▽

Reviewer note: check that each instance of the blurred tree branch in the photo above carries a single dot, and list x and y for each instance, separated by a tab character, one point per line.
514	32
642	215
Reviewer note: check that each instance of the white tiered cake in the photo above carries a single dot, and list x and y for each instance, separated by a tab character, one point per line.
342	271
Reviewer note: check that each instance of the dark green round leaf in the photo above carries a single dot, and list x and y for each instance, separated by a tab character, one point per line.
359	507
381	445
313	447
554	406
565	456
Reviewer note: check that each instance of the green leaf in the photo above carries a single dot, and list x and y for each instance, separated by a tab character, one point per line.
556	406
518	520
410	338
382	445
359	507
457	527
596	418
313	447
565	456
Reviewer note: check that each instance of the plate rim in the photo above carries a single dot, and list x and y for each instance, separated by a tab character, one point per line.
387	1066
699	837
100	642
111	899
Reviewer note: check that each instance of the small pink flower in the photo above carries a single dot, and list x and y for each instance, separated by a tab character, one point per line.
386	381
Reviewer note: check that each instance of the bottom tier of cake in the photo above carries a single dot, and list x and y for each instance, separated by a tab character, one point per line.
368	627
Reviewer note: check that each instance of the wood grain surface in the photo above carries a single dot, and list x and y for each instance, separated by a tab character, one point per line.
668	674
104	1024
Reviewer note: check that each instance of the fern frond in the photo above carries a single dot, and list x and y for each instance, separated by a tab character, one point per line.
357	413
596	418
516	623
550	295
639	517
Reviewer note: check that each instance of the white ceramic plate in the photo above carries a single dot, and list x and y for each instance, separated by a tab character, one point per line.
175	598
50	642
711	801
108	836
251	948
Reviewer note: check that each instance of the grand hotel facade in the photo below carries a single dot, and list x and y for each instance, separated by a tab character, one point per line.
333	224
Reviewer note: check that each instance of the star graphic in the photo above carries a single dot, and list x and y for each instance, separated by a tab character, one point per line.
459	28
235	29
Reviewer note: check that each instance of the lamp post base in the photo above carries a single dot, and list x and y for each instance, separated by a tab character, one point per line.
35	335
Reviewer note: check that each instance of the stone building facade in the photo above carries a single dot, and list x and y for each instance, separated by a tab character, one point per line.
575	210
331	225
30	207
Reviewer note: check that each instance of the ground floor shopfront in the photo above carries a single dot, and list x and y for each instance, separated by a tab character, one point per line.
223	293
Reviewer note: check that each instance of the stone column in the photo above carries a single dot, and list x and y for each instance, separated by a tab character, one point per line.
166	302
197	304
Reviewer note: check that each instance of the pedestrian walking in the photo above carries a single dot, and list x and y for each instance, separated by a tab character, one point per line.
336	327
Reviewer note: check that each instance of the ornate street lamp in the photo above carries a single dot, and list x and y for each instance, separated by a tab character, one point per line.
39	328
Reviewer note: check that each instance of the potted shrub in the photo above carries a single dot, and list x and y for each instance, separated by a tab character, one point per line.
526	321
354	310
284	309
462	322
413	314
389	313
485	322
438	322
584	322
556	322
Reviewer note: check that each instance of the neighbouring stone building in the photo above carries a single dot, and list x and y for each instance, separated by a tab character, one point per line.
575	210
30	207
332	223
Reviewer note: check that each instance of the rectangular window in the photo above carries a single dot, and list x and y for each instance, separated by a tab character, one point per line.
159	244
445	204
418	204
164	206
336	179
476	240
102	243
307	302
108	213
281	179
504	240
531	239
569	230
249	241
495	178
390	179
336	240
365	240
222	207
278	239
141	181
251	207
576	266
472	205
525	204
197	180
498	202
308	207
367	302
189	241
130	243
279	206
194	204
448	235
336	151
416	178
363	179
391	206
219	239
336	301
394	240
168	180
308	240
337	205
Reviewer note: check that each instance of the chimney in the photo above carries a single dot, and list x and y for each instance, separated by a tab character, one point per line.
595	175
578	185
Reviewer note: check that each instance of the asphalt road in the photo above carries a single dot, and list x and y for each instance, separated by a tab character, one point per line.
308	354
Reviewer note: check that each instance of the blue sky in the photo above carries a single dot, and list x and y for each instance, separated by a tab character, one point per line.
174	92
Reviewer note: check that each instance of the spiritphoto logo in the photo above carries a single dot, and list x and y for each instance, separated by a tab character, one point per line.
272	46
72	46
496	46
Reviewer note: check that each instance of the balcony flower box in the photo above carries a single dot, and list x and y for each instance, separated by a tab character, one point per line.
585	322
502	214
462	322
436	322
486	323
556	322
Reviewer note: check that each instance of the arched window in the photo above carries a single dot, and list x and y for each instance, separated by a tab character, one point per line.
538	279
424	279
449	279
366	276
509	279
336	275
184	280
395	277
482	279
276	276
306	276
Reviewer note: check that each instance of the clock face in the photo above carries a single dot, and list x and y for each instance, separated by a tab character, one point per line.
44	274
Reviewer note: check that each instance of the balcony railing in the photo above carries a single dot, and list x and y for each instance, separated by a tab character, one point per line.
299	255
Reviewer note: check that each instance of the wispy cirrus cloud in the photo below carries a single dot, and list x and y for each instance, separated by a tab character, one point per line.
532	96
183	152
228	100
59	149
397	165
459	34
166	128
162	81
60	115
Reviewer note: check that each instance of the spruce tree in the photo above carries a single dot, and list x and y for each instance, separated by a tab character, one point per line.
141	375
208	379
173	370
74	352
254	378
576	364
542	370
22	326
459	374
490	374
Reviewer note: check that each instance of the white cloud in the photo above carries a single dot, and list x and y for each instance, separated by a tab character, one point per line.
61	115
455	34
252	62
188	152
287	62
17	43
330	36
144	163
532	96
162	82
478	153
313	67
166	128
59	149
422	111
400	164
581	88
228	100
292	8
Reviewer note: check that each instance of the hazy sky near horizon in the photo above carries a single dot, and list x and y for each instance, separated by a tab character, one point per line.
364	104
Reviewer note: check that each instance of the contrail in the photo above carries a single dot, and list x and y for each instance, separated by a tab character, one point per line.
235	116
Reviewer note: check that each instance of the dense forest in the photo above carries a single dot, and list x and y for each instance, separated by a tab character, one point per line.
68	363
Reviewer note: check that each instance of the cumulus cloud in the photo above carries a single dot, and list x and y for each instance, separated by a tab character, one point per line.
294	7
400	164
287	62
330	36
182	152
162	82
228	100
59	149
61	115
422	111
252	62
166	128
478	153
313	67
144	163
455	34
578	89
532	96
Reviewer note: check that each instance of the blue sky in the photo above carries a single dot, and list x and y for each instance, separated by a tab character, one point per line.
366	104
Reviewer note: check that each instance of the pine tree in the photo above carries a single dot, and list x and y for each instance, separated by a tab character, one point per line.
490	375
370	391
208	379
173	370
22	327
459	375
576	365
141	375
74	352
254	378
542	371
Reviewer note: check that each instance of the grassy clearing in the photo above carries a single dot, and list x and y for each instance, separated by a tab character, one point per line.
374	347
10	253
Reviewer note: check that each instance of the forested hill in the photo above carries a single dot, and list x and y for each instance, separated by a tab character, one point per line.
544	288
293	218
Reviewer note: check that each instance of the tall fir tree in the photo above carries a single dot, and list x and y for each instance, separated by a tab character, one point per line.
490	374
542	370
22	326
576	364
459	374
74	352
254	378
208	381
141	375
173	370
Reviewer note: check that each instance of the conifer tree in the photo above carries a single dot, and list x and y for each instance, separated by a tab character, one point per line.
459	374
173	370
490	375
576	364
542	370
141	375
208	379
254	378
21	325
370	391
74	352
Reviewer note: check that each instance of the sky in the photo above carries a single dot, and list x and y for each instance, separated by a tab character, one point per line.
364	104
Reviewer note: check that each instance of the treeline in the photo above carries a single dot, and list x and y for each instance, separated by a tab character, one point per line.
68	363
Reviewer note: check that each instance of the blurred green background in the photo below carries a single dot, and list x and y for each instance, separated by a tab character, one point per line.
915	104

△

Reproduce the lines word for word, starting at the one holding "Reviewer note: check that each instance of the blurred green" and ending at the final line of the material above.

→ RESPONSE AREA:
Reviewer note: check that each instance of the blurred green background in the photo below carries a single dot, and list x and y for each instance, separated by a tab character, one point per line.
915	104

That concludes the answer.